**Your instructions:**
Would you output the whole listing below, exactly as it reads?
+===+
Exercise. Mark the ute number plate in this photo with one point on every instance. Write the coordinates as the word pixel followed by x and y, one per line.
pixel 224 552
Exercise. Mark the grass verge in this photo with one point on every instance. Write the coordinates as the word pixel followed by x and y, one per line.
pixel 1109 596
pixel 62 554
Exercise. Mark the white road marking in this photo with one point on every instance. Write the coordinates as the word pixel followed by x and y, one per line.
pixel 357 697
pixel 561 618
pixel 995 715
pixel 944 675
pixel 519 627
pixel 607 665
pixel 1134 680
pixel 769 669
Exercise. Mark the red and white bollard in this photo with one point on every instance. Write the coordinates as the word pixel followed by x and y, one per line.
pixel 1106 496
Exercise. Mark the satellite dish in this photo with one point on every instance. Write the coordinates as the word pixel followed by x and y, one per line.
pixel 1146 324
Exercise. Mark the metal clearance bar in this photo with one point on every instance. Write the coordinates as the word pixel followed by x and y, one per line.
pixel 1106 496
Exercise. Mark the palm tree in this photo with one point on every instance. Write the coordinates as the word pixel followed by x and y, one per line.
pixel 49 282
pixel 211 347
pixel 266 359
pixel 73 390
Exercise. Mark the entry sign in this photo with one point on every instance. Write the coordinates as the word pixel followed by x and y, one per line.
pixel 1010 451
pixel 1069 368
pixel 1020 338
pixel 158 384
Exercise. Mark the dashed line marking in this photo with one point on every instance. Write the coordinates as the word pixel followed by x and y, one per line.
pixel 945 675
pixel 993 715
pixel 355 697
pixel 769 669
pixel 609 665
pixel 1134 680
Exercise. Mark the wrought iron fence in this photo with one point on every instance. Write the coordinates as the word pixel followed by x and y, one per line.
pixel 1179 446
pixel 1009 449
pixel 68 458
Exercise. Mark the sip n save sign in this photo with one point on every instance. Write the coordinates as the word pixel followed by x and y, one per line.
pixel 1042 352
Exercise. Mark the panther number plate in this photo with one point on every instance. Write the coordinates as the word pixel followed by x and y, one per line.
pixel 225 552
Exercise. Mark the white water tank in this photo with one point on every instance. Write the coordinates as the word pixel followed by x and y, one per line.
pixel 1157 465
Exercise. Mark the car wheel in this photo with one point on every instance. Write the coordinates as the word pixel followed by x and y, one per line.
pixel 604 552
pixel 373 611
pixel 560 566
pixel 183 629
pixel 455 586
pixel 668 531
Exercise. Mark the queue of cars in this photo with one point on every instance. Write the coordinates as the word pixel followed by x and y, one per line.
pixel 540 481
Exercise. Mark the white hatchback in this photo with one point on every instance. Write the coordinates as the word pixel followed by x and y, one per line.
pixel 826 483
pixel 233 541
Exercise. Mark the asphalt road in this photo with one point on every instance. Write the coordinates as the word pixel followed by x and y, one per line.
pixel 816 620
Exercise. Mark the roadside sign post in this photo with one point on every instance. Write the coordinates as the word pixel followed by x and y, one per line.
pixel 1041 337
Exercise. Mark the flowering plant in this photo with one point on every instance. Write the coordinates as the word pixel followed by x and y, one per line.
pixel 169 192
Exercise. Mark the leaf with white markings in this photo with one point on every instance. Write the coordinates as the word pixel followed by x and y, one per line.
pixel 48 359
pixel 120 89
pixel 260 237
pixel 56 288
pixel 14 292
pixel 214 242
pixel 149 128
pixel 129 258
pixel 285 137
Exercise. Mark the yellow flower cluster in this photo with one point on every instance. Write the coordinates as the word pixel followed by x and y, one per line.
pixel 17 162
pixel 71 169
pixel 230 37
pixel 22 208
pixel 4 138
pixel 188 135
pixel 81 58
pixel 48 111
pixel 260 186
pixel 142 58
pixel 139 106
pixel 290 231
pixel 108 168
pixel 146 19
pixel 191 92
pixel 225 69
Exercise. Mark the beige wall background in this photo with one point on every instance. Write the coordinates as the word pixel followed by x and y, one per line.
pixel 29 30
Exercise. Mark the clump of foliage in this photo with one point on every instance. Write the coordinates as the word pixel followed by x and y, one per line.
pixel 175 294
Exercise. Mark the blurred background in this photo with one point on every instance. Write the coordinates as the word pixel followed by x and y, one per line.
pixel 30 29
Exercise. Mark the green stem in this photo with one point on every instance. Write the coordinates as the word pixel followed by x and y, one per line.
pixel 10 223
+===+
**Answer below:**
Exercise. Mark the ute number plate in this photo with one point on every instance. Write the coordinates as the word pixel followed by x and y, one per line.
pixel 224 552
Exercise. Mark the grass verge in this photo with one point on every instance. Write the coordinates as the word pixel followed by x and y, one per line.
pixel 1109 596
pixel 62 554
Exercise. Mark the white road marking in this photo with one point on every instance. Write the coordinates as the word pixel followed by x and y, one per line.
pixel 357 697
pixel 561 618
pixel 995 715
pixel 944 675
pixel 519 627
pixel 607 665
pixel 1134 680
pixel 769 669
Exercise. Mark the red and white bollard in this photo with one point on every instance. Write the coordinates as the word pixel followed by x and y, one per line.
pixel 1106 496
Exercise. Mark the satellite dish in this photo with one point on every instance. Write the coordinates as the word pixel followed by x and y, one per line.
pixel 1146 324
Exercise. Mark the metal clearance bar in this photo with one point on every instance. Write the coordinates as the word pixel followed by x and y, one per line.
pixel 1106 496
Exercise. Mark the palm tree in this photo with one point on every instance. Write the coordinates as the word pixel followed by x and y, one per line.
pixel 49 282
pixel 211 347
pixel 266 359
pixel 73 390
Exercise. Mark the entry sign in this photo with one point on every instance. Write the coordinates as the word pixel followed by x and y, one per line.
pixel 1010 451
pixel 1069 368
pixel 1020 338
pixel 158 384
Exercise. Mark the dashed line marking in this photo with one point on every instance. Write the coordinates as the word pixel followed by x and y, one per line.
pixel 945 675
pixel 993 715
pixel 355 697
pixel 769 669
pixel 609 665
pixel 1134 680
Exercise. Mark the wrought iron fence in this photo with one point on every instance. Write the coordinates as the word pixel followed by x and y, one per line.
pixel 1179 446
pixel 1009 449
pixel 68 458
Exercise. Mark the sip n save sign in this photo with one point on every instance. Write the coordinates as the word pixel followed by x and y, one per line.
pixel 1042 352
Exercise. Mark the panther number plate in this photo with one point on every instance. Write the coordinates as the word pixel followed by x and y, one per line.
pixel 225 552
Exercise. Mark the white water tank in this photo with one point on every instance. Write the coordinates as the word pixel followed by x and y, one per line.
pixel 1157 465
Exercise. Mark the car wheel in this photo with one point on every instance. Write the coordinates as the word pixel followed by x and y, one per line.
pixel 604 552
pixel 373 611
pixel 560 566
pixel 183 629
pixel 455 586
pixel 668 531
Exercise. Mark the queue of cars in this photo with one point on every instance. Write the coordinates as the word pixel followed by x and y, one per line.
pixel 540 481
Exercise. Mark the white hatchback in this photo with one point on every instance. Write the coordinates as the word pixel followed by x and y, one per line.
pixel 826 483
pixel 233 541
Exercise. Mark the asphalt road in this photo with one point on every instance. Write the coordinates as the word pixel followed by x and y, one per line.
pixel 816 620
Exercise. Mark the roadside sign post in this photo with one point on every instance. Write the coordinates as the word pixel followed by x and y, one per line.
pixel 1041 337
Exercise. Mark the flowering plant in this photo with one point on every instance. Write the coordinates as the word pixel followed by x and y, one per line.
pixel 169 192
Exercise. Mark the leaf with white markings in this photo with one point on every instance. Write the coordinates as the word pixel followed by x and y, one per line.
pixel 48 359
pixel 120 89
pixel 260 237
pixel 56 288
pixel 14 292
pixel 214 242
pixel 149 128
pixel 129 258
pixel 285 137
Exercise. Mark the yellow flower cluster in this photo with one point on every instance. Write the coordinates as the word pixel followed by x and y, one per line.
pixel 17 162
pixel 71 169
pixel 230 37
pixel 22 208
pixel 4 138
pixel 188 135
pixel 81 58
pixel 48 111
pixel 260 186
pixel 142 58
pixel 139 106
pixel 290 231
pixel 108 168
pixel 146 19
pixel 191 92
pixel 225 69
Exercise. Mark the beige wall background in this photo with one point on every instance. Write the coordinates as the word pixel followed by x and y, one per line.
pixel 29 30
Exercise. Mark the clump of foliage in this photo with one point on every instance. Write the coordinates as the word pixel followed by x and y, one per line.
pixel 175 294
Exercise. Mark the blurred background in this photo with one point on every instance. Write the coordinates as the word pixel followed by x and y, one per line.
pixel 30 29
Exercise. Mark the green stem in this photo with one point on every instance. Write the coordinates as the word pixel followed by x and y, one per line.
pixel 10 223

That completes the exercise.